> [Reading text]

■ ■ ■ ■ ■ ■ ■

5 years on, the idea of bringing Makerspaces to children’s hospitals has significantly grown. With support from a grant from the National Science Foundation (NSF) I have been able to open the world’s first Makerspace for Adolescent and Young Adult (AYA) Cancer Patients at Lucile Packard Children’s Hospital Stanford (LPCH/Stanford); and partnered with Ronald McDonald House Charities (RMHC) Bay Area in opening the world’s first family-centered Makerspace for patients, families, and siblings at the Ronald McDonald House Stanford. The collaboration with LPCH/Stanford and RMHC will enable me to nimbly replicate Makerspaces at different locations that will adapt to culture and populations served at each institution.
What is my vision for Maker Therapy? Just in the US alone, 5% of hospitals are children’s hospitals. That’s close to 300 children’s hospitals. Imagine the potential for a more hopeful world that would be produced by the implementation of Makerspaces in these 300 children’s hospitals. So many chronically ill children spend months of their lives in hospital settings. All of them are balancing the tasks of learning to be patients with a chronic illness with the task of learning to become young adolescents, who also have lives outside the hospital.

■ ■ ■ ■ ■ ■ ■

> [Raw data]
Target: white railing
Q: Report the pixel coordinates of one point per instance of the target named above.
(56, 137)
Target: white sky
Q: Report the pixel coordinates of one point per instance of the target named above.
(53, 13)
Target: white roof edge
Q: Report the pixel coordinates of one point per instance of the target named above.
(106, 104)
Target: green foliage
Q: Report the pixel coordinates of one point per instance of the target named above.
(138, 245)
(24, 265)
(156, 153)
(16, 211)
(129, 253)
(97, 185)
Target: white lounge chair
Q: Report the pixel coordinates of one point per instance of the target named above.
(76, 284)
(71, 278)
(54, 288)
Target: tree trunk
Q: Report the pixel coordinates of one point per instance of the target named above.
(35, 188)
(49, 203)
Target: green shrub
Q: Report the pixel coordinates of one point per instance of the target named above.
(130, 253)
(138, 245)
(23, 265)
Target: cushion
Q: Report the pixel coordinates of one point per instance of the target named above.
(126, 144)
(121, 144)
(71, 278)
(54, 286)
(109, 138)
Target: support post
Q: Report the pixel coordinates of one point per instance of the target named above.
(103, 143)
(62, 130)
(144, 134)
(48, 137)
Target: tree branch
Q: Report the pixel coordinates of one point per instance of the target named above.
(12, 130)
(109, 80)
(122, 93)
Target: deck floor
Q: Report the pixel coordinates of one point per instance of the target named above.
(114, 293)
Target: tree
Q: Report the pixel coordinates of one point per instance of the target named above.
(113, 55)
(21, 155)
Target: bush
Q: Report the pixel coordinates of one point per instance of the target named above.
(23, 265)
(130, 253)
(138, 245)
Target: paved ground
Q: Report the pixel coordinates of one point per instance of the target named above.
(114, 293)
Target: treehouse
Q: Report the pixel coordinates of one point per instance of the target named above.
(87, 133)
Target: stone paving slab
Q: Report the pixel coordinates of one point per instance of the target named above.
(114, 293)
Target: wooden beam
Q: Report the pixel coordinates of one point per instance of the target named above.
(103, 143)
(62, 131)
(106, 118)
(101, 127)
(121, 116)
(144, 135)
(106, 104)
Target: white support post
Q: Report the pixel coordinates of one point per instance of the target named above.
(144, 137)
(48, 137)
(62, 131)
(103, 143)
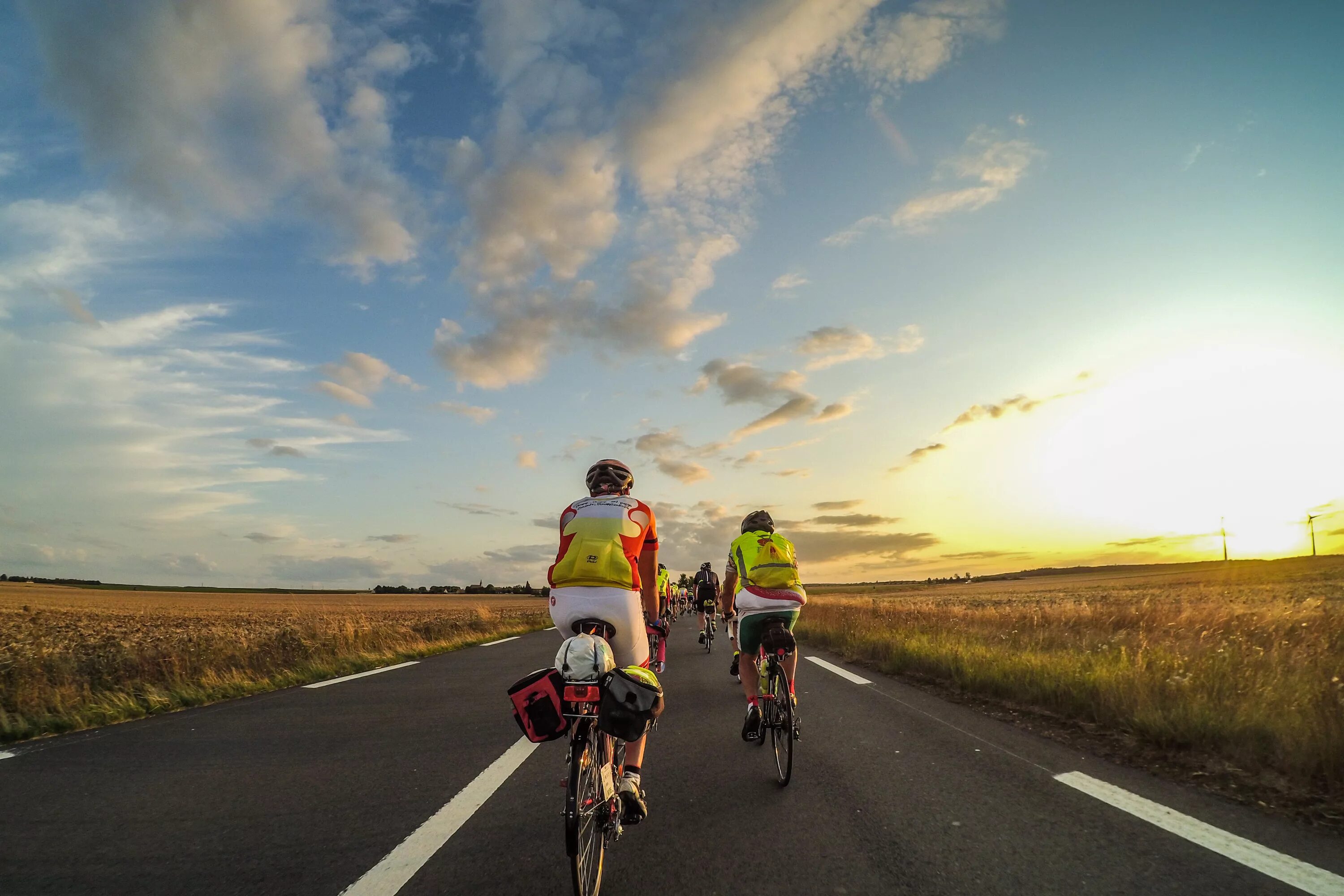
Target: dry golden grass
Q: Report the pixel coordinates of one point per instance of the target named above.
(74, 657)
(1244, 663)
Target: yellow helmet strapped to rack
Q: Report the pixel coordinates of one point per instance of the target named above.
(644, 675)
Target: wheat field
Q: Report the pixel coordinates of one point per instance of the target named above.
(78, 657)
(1238, 665)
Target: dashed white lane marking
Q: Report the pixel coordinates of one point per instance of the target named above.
(361, 675)
(400, 866)
(1262, 859)
(843, 673)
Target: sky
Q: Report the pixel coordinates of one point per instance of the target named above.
(331, 293)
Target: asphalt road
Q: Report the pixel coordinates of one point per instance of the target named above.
(894, 792)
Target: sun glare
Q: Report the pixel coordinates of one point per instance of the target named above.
(1241, 433)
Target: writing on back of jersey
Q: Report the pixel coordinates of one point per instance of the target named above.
(601, 540)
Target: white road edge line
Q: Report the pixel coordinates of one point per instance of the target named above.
(843, 673)
(1262, 859)
(400, 866)
(361, 675)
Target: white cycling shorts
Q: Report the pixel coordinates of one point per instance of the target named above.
(617, 607)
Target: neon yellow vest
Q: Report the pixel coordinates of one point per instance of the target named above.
(767, 560)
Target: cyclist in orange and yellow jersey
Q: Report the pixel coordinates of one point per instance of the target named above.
(608, 569)
(762, 583)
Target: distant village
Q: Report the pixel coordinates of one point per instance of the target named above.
(470, 589)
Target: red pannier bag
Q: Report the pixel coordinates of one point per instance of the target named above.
(537, 706)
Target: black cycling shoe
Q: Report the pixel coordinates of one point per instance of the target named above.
(752, 727)
(633, 809)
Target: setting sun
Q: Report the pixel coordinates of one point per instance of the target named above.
(1236, 432)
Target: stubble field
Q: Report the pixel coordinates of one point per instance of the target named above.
(78, 657)
(1228, 673)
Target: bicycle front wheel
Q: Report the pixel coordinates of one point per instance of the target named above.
(781, 732)
(584, 814)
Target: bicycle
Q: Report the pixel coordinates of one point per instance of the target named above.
(779, 712)
(655, 638)
(596, 762)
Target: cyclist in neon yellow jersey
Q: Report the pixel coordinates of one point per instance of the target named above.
(608, 569)
(762, 583)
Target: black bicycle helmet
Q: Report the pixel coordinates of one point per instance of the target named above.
(757, 521)
(609, 477)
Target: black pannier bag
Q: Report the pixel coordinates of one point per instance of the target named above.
(776, 638)
(631, 702)
(538, 707)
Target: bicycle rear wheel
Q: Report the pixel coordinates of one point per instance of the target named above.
(781, 732)
(585, 812)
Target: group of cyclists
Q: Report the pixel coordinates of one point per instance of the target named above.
(608, 569)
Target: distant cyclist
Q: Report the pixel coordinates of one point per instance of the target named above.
(608, 569)
(761, 583)
(706, 593)
(664, 617)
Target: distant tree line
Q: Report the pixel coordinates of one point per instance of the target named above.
(471, 589)
(948, 579)
(41, 581)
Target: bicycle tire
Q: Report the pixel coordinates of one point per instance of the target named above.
(585, 841)
(781, 732)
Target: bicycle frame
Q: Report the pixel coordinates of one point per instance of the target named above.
(592, 806)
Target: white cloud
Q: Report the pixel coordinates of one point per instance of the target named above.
(996, 163)
(913, 46)
(52, 248)
(831, 346)
(832, 412)
(131, 422)
(909, 339)
(542, 190)
(742, 382)
(343, 394)
(358, 377)
(213, 111)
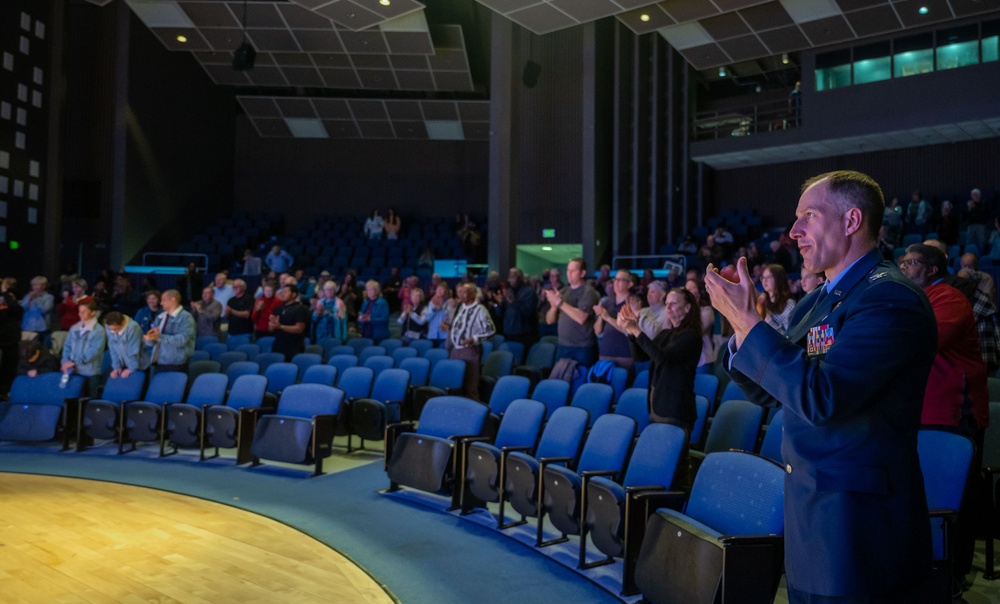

■ ■ ■ ■ ■ ■ ■

> [Work task 1] According to the passage on Makerspaces in children's hospitals, about how many children's hospitals are there in the US?
> [Work task 2] Repeat the passage on Makerspaces in children's hospitals, starting at "What is my vision" and ending at "outside the hospital.".
> [Work task 3] Write the next part of the passage on Makerspaces in children's hospitals, picking up after its final sentence.

> [Written answer 1] Close to 300.

> [Written answer 2]
What is my vision for Maker Therapy? Just in the US alone, 5% of hospitals are children’s hospitals. That’s close to 300 children’s hospitals. Imagine the potential for a more hopeful world that would be produced by the implementation of Makerspaces in these 300 children’s hospitals. So many chronically ill children spend months of their lives in hospital settings. All of them are balancing the tasks of learning to be patients with a chronic illness with the task of learning to become young adolescents, who also have lives outside the hospital.

> [Written answer 3]
I hope that, with the implementation of Makerspaces in children’s hospitals across the country, it will be possible to create a world where young patients...
... are intellectually stimulated and generally healthier.
... where they are the next generation of scientists and inventors.
... where they no longer see themselves as a burden on society, but rather as having the potential to create value.
… where they no longer focus on short-term health crises, but rather on preparing for the distant future.
That is the world we can achieve with Maker Therapy. I am a voice for the children with chronic illnesses and their families who have shared their lives and their stories with me. The privilege of working alongside these young patients gave me the opportunity to see these children not as merely "sick kids" in the hospital, but as bright, imaginative, and inventive kids who have the potential to design and create and live fuller and healthier lives.